What needs to be done: Reproduce this listing in full.

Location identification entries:
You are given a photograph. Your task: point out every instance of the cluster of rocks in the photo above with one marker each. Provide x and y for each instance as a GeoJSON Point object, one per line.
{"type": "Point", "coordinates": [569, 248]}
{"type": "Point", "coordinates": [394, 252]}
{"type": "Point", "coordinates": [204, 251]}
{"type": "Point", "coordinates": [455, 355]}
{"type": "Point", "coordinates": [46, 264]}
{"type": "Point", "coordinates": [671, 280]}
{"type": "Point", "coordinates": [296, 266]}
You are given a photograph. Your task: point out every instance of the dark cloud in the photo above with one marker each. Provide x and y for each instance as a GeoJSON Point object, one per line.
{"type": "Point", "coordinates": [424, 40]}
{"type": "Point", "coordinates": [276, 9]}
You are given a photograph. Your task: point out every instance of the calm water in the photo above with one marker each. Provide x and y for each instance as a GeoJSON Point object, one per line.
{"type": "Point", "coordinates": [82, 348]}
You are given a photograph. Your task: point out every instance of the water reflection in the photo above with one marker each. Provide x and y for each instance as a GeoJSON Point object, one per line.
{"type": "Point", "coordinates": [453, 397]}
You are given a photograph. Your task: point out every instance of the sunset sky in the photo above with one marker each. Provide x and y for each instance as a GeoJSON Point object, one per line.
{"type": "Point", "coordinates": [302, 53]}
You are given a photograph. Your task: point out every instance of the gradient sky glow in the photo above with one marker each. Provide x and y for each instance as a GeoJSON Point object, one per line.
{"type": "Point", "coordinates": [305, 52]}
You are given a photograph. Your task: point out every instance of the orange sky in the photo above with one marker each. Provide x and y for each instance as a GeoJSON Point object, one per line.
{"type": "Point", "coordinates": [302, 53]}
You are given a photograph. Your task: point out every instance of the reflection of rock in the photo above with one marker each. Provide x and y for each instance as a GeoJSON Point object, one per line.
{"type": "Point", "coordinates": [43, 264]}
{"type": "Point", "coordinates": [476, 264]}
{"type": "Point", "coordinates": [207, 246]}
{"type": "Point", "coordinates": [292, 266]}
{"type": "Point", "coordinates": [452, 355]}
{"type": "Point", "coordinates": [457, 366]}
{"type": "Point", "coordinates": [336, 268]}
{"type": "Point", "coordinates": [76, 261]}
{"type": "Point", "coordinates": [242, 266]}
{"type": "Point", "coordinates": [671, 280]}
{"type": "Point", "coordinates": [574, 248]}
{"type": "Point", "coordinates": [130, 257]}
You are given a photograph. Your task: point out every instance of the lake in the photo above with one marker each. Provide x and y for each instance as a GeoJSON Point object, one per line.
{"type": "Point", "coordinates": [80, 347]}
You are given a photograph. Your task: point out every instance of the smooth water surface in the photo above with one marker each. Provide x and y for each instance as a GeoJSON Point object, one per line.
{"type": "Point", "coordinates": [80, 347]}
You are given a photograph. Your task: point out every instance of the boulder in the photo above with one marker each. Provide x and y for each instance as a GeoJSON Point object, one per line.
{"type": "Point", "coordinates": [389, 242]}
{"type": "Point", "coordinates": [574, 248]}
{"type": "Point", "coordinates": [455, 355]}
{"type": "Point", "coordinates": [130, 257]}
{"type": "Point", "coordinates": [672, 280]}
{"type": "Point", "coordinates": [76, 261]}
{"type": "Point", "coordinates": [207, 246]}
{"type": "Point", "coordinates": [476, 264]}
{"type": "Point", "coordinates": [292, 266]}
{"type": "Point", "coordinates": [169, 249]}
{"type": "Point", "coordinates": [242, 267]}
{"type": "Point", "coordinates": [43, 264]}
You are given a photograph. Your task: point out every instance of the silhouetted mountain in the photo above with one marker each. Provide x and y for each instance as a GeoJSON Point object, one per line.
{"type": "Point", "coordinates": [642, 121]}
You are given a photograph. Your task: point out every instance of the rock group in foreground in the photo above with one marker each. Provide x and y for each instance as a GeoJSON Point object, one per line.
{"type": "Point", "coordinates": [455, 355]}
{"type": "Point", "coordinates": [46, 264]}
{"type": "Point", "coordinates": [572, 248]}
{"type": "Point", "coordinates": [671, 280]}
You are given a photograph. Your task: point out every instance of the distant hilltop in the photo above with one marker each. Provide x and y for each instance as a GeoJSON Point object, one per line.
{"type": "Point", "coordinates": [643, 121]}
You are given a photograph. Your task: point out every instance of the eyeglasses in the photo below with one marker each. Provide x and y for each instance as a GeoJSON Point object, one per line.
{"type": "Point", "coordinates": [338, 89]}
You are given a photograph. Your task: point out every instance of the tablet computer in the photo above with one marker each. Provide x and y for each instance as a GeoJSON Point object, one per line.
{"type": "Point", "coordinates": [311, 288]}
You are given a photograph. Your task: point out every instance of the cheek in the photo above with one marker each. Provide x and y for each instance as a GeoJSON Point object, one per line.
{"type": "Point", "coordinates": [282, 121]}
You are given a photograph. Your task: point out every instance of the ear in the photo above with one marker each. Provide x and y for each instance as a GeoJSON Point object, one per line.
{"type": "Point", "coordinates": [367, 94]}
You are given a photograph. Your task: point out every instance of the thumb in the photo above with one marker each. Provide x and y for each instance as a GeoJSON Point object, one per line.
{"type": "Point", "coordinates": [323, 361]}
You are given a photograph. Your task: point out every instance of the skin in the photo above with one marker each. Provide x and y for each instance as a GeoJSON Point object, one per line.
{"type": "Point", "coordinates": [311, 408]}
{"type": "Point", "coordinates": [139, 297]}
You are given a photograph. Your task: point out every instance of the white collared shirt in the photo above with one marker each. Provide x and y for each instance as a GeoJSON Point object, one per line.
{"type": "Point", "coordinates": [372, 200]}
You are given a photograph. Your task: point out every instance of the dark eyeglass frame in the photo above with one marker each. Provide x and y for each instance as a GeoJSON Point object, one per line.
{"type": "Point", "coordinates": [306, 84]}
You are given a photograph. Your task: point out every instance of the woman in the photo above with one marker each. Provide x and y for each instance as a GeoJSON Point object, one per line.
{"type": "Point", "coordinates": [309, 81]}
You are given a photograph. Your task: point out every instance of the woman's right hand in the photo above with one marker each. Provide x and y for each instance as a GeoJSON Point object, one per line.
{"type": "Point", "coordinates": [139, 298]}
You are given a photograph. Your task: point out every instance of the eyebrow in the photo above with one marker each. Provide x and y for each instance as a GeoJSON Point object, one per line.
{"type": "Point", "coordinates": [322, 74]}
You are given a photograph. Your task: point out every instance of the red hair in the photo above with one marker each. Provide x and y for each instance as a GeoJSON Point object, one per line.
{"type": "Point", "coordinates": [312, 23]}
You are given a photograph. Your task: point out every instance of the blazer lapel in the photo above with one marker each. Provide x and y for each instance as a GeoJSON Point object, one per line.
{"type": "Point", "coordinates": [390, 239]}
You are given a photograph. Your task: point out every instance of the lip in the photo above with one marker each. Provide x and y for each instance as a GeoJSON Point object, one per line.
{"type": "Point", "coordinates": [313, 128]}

Full response:
You are given a photograph. Your task: point out every instance of the cluster of rocks in the photo above with one marker each. Provide x and y for each instance as a GeoJSON Point object, one per line.
{"type": "Point", "coordinates": [569, 248]}
{"type": "Point", "coordinates": [394, 252]}
{"type": "Point", "coordinates": [204, 251]}
{"type": "Point", "coordinates": [455, 355]}
{"type": "Point", "coordinates": [46, 264]}
{"type": "Point", "coordinates": [671, 280]}
{"type": "Point", "coordinates": [296, 266]}
You are given a photograph. Your task: point out every instance of the dark cloud in the photo above with one marker each. Provide x and y for each instance as a GeoJSON Point object, one per line.
{"type": "Point", "coordinates": [424, 40]}
{"type": "Point", "coordinates": [276, 9]}
You are given a photograph. Your task: point out every instance of the calm water in the photo above with one marker each. Provide x and y for each instance as a GeoJSON Point object, one per line.
{"type": "Point", "coordinates": [82, 348]}
You are given a photograph. Your task: point out every instance of the water reflection in the photo above with one marker each. Provide x and y for each instance as a GeoJSON Point object, one per line.
{"type": "Point", "coordinates": [453, 397]}
You are given a photograph. Your task: point out every instance of the sunset sky in the photo above with one marker each. Provide x and y for each instance as a GeoJSON Point object, one per line.
{"type": "Point", "coordinates": [302, 53]}
You are given a photograph. Your task: point out every instance of the gradient sky glow in the photo above with one marker each. Provide x and y for each instance as a GeoJSON Point object, one per line.
{"type": "Point", "coordinates": [305, 52]}
You are given a photograph. Your task: point out every instance of the orange sky in the photo above with one marker each. Provide x and y for each instance as a GeoJSON Point object, one per line.
{"type": "Point", "coordinates": [302, 53]}
You are given a photograph. Your task: point out every instance of the reflection of rock in the photo above with one marker each. Provide x and y for each instance as a GeoJSON Point object, one per line.
{"type": "Point", "coordinates": [43, 264]}
{"type": "Point", "coordinates": [476, 264]}
{"type": "Point", "coordinates": [207, 246]}
{"type": "Point", "coordinates": [292, 266]}
{"type": "Point", "coordinates": [452, 355]}
{"type": "Point", "coordinates": [457, 366]}
{"type": "Point", "coordinates": [336, 268]}
{"type": "Point", "coordinates": [76, 261]}
{"type": "Point", "coordinates": [242, 266]}
{"type": "Point", "coordinates": [671, 280]}
{"type": "Point", "coordinates": [574, 248]}
{"type": "Point", "coordinates": [130, 257]}
You are given a photograph. Your task: point out every instance of the lake in the photo above with one marker each. Provide x and y for each instance as a GeoJSON Point object, one per line.
{"type": "Point", "coordinates": [80, 347]}
You are given a photograph. Your task: point out every instance of the smooth water surface in the photo above with one marker each. Provide x and y for each instance as a GeoJSON Point object, one per line.
{"type": "Point", "coordinates": [80, 347]}
You are given a photograph. Your task: point out every instance of the boulder in the photo above with one marker each. Provide x and y for each instance as a GeoJSON Point object, one per line.
{"type": "Point", "coordinates": [389, 242]}
{"type": "Point", "coordinates": [574, 248]}
{"type": "Point", "coordinates": [455, 355]}
{"type": "Point", "coordinates": [130, 257]}
{"type": "Point", "coordinates": [672, 280]}
{"type": "Point", "coordinates": [76, 261]}
{"type": "Point", "coordinates": [207, 246]}
{"type": "Point", "coordinates": [476, 264]}
{"type": "Point", "coordinates": [292, 266]}
{"type": "Point", "coordinates": [169, 249]}
{"type": "Point", "coordinates": [242, 267]}
{"type": "Point", "coordinates": [43, 264]}
You are given a photograph. Your task: point out every instance of the silhouetted mountain in the photo above with one marker each. Provide x and y for each instance as a GeoJSON Point object, one per line.
{"type": "Point", "coordinates": [642, 121]}
You are given a photograph. Your task: point out every instance of the rock group in foreground in the photo above with one marker each. Provide x and y for each instance as a GeoJSON Point object, one per line.
{"type": "Point", "coordinates": [455, 355]}
{"type": "Point", "coordinates": [46, 264]}
{"type": "Point", "coordinates": [572, 248]}
{"type": "Point", "coordinates": [671, 280]}
You are given a photograph. Your task: point out every instance of the distant hilltop in the photo above with one marker each. Provide x and y for each instance as a GeoJSON Point object, one per line.
{"type": "Point", "coordinates": [643, 121]}
You are given a photograph. Your task: point out every instance of the eyeglasses in the photo below with one marker each. Provide x and y for each instance as a GeoJSON Point object, one per line.
{"type": "Point", "coordinates": [338, 89]}
You are given a photograph. Your task: point out every instance of the tablet computer in the photo above with one marker each. Provide x and y for each instance as a GeoJSON Point object, one per line.
{"type": "Point", "coordinates": [311, 288]}
You are given a photograph. Your task: point out every instance of the cheek in the photo above with one marker each. Provide x and y for each instance as a GeoJSON Point object, one per line.
{"type": "Point", "coordinates": [282, 121]}
You are given a photograph. Your task: point out every instance of the ear in the photo above with one marker each. Provide x and y for each instance as a GeoJSON Point object, one per line.
{"type": "Point", "coordinates": [367, 94]}
You are given a photograph. Your task: point out every instance of the thumb in the photo above with one marker each. Provide x and y for each instance as a GeoJSON Point object, one per line.
{"type": "Point", "coordinates": [323, 361]}
You are given a photograph. Your task: point out every instance of the skin in the photo above with one marker each. Provide x and y for each instance as a GeoJSON Point object, one per line.
{"type": "Point", "coordinates": [311, 408]}
{"type": "Point", "coordinates": [139, 297]}
You are given a photograph. Your task: point out every instance of the white collared shirt in the photo above with one marker each. Provide x and y for each instance as a GeoJSON Point object, one per line.
{"type": "Point", "coordinates": [372, 200]}
You are given a photograph. Your task: point out every instance of the dark eyeglass frame in the photo above with one marker each. Provide x and y for each instance as a GeoJSON Point object, one per line.
{"type": "Point", "coordinates": [306, 84]}
You are given a photograph. Your task: point out every instance of the woman in the photo above with one marker each. Provide x and y for each instance as a GeoJSON Point object, one per line.
{"type": "Point", "coordinates": [309, 81]}
You are given a photograph. Your task: point out every instance of the woman's right hand in the photo above with one marker each. Provide x and y for each instance as a GeoJSON Point object, one per line.
{"type": "Point", "coordinates": [139, 298]}
You are given a photograph. Your task: point out every instance of the eyebrow in the photo above with one marker each. Provide x and y for each instance as a GeoJSON Point object, one per line.
{"type": "Point", "coordinates": [322, 74]}
You are given a photograph. Your task: point out every instance of the red hair in the photo above with one marker each. Provide x and y for each instance as a GeoJSON Point object, one per line.
{"type": "Point", "coordinates": [312, 23]}
You are given a photograph. Your task: point out every instance of the blazer lapel in the photo above with one marker each. Provide x and y for each instance as a GeoJSON Point object, one per line.
{"type": "Point", "coordinates": [390, 239]}
You are given a photograph. Your task: point out every instance of the lip in the photo above with one marker each. Provide x and y for each instance as a GeoJSON Point object, one per line.
{"type": "Point", "coordinates": [313, 128]}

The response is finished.